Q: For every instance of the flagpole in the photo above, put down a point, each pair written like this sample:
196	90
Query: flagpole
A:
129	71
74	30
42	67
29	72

■ ■ ■ ■ ■ ■ ■

> [Work instructions]: Locate each line in the material above that contains the word "flagpole", and copy those lines.

> [Expected answer]:
Q: For every instance of the flagpole in the photo above, put down a point, each pair written like this sample:
Query: flagpole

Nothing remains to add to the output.